The top Life Coaches and personal development gurus do this…


I’ve been loving that Super Soul with Oprah is now a Podcast! Listening to the best in the business share their experiences and wisdom while going about my day is one of my favourite things to do. 

Listening to Tony Robbins, Life Coach extraordinare, and Iyanla Vanzant, creator of The TV show Fix My Life and incredible speaker, they both focused on the same practice at the core of spiritual growth and living in alignment with your true purpose…connecting with your heart (your intuition, God, the universe). One of my mentors, Sonia Tully, has taught me a very similar practice that I use all the time to get guidance and I love it because it’s quick, easy and so clear. 

Tony describes choosing something in your life that you’re struggling with at a level of 7 out of 10. Closing your eyes and putting your hand on your heart and bringing to mind 3 separate experiences you are grateful for e.g. The birth of your child, achieving a goal or a special time with friends. Then once you’ve got yourself into the state (vibration) of gratitude you ask your heart what to do about the problem you are facing and listen for the guidance. 

Iyanla talks about being in the God space in prayer, feeling completely connected and at one with creation. She emphasises that your intuition is key to the choices you make and is how we receive guidance from God. Oprah says if you’re out of alignment with your higher purpose God hits you first with a pebble, then if you don’t listen the rock gets bigger and bigger until it’s a boulder. This is a metaphor for the intuitive nudges we get that we ignore, for example if you bring on a new business partner you may have some misgivings but ignore them. Then a few things start to go wrong in your business, but you soldier on. Eventually the business may fail and you go bankrupt (the boulder!). This is not a punishment from God or the universe, it’s purely because that situation or relationship, in the form it’s in, it’s untenable for you and out of alignment with your deepest desires. So eventually it has to break down completely if you don’t listen and act on the red flags. 

Sonia, my mentor, teaches a beautiful tool called ‘My heads says….and my heart says….’ Choose something your worried about or struggling with, then speak out loud ‘my head says….’ and say all the thoughts and stuff your head is saying to you e.g. I’m not sure I can do this, am I good enough? What will they say? Etc. Then take a deep breath, put your hand on your heart and tune in – then say ‘my heart says…’ and allow the words to come naturally. Can you feel the difference in energy of your head and your heart? What do they both feel like?

§ Stored entries
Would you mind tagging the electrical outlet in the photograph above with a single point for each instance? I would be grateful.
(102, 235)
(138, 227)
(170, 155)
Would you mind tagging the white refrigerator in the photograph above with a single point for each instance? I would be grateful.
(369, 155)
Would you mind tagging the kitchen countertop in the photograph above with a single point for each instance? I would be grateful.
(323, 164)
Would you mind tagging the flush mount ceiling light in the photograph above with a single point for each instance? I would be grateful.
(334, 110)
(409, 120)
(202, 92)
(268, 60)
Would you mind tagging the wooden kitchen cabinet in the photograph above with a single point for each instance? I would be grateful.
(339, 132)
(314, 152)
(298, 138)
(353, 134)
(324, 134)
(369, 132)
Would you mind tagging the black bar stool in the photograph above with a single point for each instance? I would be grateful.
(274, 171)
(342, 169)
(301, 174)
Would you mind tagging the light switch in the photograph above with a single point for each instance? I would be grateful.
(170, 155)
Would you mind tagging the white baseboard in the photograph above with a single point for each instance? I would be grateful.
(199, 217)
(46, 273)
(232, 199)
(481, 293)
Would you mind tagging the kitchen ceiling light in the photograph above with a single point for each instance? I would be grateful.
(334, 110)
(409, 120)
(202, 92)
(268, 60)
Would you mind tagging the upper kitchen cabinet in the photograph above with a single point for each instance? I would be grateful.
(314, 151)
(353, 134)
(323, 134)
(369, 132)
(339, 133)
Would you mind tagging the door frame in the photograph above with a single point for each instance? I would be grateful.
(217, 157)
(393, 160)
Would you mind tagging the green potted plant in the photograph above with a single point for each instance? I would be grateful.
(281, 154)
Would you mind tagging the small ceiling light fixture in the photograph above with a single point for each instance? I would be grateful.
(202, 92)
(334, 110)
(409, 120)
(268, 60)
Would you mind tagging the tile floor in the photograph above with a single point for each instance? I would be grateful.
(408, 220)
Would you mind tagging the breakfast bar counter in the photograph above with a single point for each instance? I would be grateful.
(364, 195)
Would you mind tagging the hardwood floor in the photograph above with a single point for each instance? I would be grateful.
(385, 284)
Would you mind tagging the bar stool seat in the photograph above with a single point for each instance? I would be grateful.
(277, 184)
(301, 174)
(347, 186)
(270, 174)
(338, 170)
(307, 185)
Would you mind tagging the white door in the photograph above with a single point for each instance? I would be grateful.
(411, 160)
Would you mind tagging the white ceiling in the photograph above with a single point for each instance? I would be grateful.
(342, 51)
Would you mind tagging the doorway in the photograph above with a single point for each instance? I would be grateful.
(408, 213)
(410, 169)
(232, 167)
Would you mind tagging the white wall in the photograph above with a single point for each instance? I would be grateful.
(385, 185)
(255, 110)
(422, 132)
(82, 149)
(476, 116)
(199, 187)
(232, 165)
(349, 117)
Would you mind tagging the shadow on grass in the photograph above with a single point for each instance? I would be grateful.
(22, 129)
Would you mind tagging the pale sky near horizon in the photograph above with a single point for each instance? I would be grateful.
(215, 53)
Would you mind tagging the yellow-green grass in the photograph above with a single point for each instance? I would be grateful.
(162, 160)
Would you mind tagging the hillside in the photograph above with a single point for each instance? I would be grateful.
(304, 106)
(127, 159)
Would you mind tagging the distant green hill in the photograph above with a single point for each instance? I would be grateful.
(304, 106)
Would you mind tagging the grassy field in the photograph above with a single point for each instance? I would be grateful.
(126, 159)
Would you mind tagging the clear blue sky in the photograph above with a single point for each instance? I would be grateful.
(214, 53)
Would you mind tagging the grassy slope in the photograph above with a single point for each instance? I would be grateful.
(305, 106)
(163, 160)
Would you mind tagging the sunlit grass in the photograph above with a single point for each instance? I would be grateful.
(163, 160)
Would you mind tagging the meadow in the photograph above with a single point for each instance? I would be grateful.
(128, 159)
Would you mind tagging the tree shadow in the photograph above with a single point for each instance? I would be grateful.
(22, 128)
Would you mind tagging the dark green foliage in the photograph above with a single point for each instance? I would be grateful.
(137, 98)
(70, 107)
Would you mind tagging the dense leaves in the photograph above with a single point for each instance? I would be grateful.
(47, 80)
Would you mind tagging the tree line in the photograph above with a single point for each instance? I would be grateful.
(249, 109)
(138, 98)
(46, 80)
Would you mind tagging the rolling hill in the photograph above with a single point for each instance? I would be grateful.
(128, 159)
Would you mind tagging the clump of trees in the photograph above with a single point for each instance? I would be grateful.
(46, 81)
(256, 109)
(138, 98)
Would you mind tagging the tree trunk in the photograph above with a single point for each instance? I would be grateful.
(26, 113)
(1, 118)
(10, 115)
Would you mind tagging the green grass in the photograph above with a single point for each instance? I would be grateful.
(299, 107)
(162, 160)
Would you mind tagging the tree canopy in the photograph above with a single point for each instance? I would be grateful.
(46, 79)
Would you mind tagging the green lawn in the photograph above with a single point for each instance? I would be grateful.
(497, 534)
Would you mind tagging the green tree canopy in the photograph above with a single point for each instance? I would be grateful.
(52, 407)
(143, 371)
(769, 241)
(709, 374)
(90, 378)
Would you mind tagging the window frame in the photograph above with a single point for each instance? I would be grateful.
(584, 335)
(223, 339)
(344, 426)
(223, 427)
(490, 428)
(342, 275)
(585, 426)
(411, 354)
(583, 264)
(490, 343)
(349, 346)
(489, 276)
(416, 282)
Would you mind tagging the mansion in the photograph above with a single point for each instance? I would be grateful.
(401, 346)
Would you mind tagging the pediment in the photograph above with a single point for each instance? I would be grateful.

§ ACTIONS TO TAKE
1/ In the post on life coaching practices, what level of struggle, out of 10, does Tony Robbins describe for the problem one chooses?
2/ Rescale the records from the line containing "Would you mind tagging the green tree" through the final line of the records, both included. Reproduce every line, requests included, with each point coordinate multiplied by 0.55 and rounded to a whole number, halves rounded up.
The records bear no relation to the post on life coaching practices.

§ THE RESULTS
1/ A level of 7 out of 10.

2/
Would you mind tagging the green tree canopy in the photograph above with a single point for each instance? I would be grateful.
(29, 224)
(79, 204)
(423, 133)
(390, 206)
(50, 208)
Would you mind tagging the window frame in the photograph above with a single point for each instance? I would be grateful.
(321, 184)
(123, 186)
(189, 234)
(123, 235)
(270, 235)
(188, 151)
(322, 234)
(226, 195)
(321, 145)
(270, 189)
(192, 190)
(269, 152)
(229, 155)
Would you mind tagging the mansion in the photograph above with a single point for each instance? I would be grateful.
(221, 190)
Would you mind tagging the pediment in the photograph above with a single point for each instance? I would be grateful.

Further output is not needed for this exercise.